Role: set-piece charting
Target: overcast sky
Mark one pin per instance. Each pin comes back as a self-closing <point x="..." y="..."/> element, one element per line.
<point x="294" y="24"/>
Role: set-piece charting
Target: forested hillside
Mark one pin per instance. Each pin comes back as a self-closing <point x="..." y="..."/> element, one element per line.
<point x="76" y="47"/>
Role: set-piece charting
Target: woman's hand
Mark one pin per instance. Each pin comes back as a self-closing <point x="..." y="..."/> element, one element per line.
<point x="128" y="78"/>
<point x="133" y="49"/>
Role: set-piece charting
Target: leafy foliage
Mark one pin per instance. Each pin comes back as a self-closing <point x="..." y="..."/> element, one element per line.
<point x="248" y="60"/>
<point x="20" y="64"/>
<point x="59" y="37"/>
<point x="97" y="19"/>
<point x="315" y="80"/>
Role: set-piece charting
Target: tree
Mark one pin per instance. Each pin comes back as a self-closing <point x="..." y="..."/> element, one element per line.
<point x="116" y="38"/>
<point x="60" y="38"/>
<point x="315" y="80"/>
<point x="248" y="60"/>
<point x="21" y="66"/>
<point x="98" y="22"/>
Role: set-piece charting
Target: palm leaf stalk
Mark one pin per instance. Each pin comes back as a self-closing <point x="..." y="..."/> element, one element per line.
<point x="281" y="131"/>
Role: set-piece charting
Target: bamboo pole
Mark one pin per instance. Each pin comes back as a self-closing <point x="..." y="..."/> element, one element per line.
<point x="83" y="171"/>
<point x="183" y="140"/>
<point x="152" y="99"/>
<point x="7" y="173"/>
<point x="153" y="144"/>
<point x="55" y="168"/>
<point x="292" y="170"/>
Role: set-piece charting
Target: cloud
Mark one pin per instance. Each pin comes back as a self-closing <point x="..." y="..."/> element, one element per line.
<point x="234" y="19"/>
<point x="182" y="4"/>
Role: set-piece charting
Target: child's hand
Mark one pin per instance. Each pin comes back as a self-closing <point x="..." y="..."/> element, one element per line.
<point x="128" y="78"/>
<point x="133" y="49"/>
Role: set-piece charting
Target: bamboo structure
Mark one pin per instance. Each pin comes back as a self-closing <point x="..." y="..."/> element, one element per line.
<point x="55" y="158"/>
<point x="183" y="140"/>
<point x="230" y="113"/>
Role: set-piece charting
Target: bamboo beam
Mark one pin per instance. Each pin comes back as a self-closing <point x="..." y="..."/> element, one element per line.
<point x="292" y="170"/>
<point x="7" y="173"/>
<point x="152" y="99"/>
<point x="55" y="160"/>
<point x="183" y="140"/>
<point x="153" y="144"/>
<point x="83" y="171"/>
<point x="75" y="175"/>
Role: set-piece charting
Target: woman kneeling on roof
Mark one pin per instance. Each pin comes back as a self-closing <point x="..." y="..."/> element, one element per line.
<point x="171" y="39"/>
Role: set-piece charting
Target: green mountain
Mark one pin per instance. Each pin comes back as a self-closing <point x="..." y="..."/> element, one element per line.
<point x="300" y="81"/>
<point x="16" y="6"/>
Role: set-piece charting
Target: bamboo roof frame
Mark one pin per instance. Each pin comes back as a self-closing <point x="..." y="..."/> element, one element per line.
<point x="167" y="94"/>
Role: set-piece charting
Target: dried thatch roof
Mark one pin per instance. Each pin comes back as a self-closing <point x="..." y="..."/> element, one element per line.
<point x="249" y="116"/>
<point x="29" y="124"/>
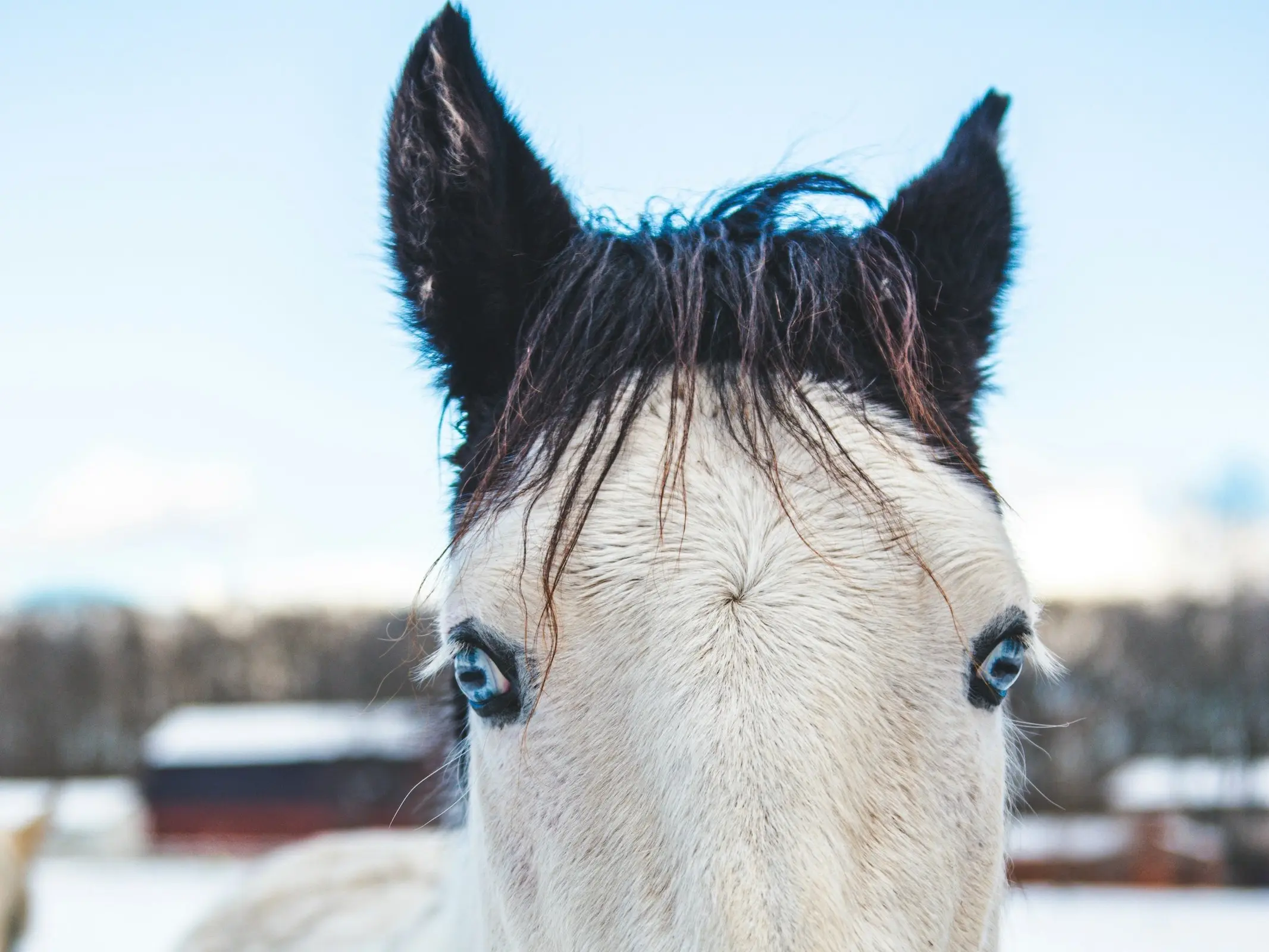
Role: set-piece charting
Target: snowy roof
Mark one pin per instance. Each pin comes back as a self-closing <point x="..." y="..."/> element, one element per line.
<point x="225" y="735"/>
<point x="1163" y="784"/>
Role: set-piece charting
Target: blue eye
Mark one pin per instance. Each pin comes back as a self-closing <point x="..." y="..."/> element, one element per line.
<point x="479" y="678"/>
<point x="1000" y="668"/>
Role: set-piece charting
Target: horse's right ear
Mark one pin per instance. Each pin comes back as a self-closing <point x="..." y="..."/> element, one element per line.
<point x="475" y="214"/>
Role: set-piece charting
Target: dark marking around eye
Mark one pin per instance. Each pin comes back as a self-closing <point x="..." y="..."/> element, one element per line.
<point x="500" y="709"/>
<point x="998" y="658"/>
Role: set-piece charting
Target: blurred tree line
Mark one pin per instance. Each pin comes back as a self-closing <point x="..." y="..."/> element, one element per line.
<point x="78" y="688"/>
<point x="1182" y="679"/>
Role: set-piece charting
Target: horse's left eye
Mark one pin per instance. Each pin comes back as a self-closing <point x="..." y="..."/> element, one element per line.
<point x="1003" y="665"/>
<point x="479" y="678"/>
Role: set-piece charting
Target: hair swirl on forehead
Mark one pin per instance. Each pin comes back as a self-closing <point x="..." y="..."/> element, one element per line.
<point x="757" y="298"/>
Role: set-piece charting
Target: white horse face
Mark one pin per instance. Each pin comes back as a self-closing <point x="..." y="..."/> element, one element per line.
<point x="754" y="734"/>
<point x="770" y="719"/>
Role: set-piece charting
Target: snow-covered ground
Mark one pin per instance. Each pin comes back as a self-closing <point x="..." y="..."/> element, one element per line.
<point x="145" y="904"/>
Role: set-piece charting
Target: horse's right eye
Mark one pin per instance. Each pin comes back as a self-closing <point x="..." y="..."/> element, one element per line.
<point x="479" y="678"/>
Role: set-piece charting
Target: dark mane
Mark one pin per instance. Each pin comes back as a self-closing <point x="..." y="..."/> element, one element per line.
<point x="757" y="296"/>
<point x="551" y="333"/>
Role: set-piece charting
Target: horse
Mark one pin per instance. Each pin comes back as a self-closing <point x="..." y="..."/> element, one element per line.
<point x="729" y="607"/>
<point x="18" y="848"/>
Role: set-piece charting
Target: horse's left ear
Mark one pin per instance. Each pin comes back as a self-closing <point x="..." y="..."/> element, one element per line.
<point x="476" y="216"/>
<point x="956" y="226"/>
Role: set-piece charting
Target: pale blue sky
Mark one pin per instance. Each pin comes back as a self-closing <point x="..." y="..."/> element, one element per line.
<point x="205" y="395"/>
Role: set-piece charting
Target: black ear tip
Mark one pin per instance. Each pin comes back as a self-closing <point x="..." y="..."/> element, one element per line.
<point x="452" y="26"/>
<point x="993" y="108"/>
<point x="985" y="118"/>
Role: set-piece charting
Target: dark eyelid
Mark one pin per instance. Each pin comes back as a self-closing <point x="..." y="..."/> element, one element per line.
<point x="499" y="649"/>
<point x="1010" y="624"/>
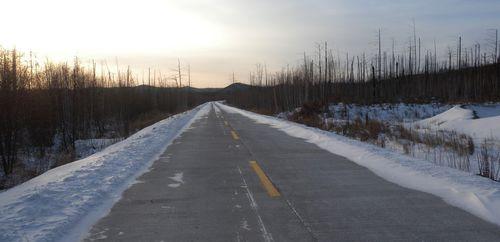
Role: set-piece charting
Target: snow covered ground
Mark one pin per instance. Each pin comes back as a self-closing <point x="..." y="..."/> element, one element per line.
<point x="400" y="112"/>
<point x="479" y="122"/>
<point x="475" y="194"/>
<point x="64" y="202"/>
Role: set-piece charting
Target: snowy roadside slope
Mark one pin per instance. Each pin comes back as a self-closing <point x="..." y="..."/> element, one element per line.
<point x="64" y="202"/>
<point x="477" y="195"/>
<point x="462" y="121"/>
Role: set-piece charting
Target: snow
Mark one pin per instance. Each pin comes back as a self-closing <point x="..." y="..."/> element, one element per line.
<point x="386" y="112"/>
<point x="178" y="178"/>
<point x="64" y="202"/>
<point x="477" y="195"/>
<point x="463" y="120"/>
<point x="87" y="147"/>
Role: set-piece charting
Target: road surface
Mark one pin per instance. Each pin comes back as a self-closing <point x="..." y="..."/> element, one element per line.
<point x="230" y="179"/>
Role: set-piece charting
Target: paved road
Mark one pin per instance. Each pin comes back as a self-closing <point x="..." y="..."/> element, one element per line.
<point x="204" y="188"/>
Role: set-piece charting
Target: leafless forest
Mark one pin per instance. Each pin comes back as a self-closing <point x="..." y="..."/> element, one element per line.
<point x="415" y="75"/>
<point x="46" y="108"/>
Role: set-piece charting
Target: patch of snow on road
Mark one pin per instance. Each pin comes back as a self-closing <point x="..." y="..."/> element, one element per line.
<point x="477" y="195"/>
<point x="178" y="179"/>
<point x="63" y="203"/>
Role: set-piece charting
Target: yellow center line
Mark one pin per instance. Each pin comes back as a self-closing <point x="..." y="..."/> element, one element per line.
<point x="266" y="183"/>
<point x="235" y="135"/>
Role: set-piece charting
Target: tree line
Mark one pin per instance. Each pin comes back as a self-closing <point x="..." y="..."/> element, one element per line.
<point x="415" y="75"/>
<point x="56" y="104"/>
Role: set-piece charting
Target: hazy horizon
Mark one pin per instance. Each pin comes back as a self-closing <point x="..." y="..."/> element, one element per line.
<point x="218" y="37"/>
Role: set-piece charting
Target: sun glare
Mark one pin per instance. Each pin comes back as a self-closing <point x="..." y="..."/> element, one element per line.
<point x="67" y="28"/>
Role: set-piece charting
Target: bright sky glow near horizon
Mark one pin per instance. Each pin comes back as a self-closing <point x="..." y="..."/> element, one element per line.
<point x="217" y="37"/>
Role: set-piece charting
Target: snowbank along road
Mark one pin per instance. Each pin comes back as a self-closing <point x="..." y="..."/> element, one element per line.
<point x="229" y="178"/>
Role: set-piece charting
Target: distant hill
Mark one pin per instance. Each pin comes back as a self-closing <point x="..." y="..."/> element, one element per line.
<point x="231" y="88"/>
<point x="235" y="87"/>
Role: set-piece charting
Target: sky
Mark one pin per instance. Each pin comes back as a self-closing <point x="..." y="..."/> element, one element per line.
<point x="219" y="37"/>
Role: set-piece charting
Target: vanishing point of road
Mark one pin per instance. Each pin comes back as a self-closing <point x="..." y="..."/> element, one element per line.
<point x="228" y="178"/>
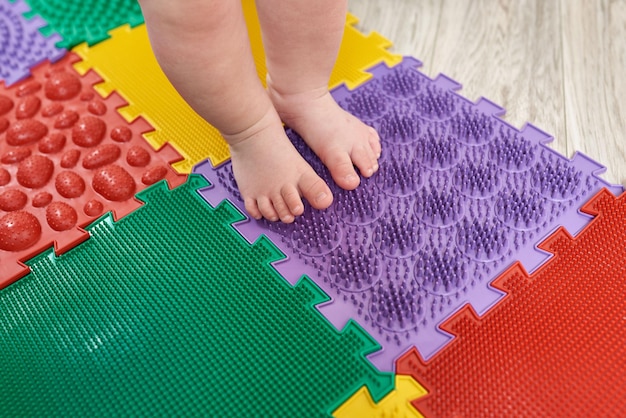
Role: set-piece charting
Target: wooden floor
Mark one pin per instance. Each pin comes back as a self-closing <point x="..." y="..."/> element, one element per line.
<point x="558" y="64"/>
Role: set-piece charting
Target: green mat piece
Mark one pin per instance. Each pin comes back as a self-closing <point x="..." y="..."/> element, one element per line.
<point x="170" y="311"/>
<point x="79" y="21"/>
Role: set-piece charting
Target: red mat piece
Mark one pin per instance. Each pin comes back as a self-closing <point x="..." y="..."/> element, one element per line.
<point x="555" y="346"/>
<point x="67" y="157"/>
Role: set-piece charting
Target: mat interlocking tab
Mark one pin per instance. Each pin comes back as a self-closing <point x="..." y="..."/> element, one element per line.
<point x="554" y="347"/>
<point x="397" y="404"/>
<point x="459" y="197"/>
<point x="22" y="46"/>
<point x="127" y="64"/>
<point x="78" y="21"/>
<point x="171" y="312"/>
<point x="357" y="53"/>
<point x="66" y="157"/>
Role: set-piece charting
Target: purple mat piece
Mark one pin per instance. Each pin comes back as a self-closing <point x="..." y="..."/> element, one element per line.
<point x="22" y="46"/>
<point x="460" y="196"/>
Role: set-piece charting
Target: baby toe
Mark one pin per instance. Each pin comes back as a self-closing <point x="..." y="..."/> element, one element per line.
<point x="282" y="209"/>
<point x="266" y="208"/>
<point x="342" y="169"/>
<point x="252" y="208"/>
<point x="315" y="190"/>
<point x="293" y="200"/>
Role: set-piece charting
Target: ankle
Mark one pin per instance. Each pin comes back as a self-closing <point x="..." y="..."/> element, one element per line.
<point x="264" y="122"/>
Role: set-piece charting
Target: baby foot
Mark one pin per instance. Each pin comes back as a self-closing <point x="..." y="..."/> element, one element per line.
<point x="338" y="138"/>
<point x="271" y="175"/>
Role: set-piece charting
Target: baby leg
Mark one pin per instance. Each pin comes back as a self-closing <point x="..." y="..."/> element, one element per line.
<point x="203" y="48"/>
<point x="302" y="40"/>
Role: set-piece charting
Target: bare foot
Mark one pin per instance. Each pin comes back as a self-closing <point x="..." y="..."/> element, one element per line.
<point x="338" y="138"/>
<point x="270" y="173"/>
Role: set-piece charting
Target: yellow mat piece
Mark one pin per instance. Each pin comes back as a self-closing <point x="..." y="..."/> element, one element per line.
<point x="396" y="404"/>
<point x="127" y="65"/>
<point x="357" y="53"/>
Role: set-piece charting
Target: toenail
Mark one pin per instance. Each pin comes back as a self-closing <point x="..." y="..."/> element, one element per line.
<point x="320" y="197"/>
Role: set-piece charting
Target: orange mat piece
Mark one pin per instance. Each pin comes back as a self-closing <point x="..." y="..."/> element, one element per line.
<point x="555" y="346"/>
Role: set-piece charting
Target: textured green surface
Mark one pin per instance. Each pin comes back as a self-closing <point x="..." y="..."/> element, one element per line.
<point x="172" y="312"/>
<point x="79" y="21"/>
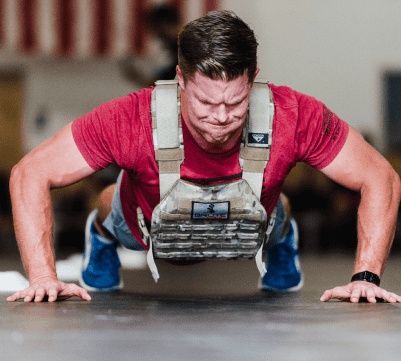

##############################

Request:
Pull out each line in the items above that contains the word "ground".

Reply:
Target: snow-covered ground
Target: snow covered ground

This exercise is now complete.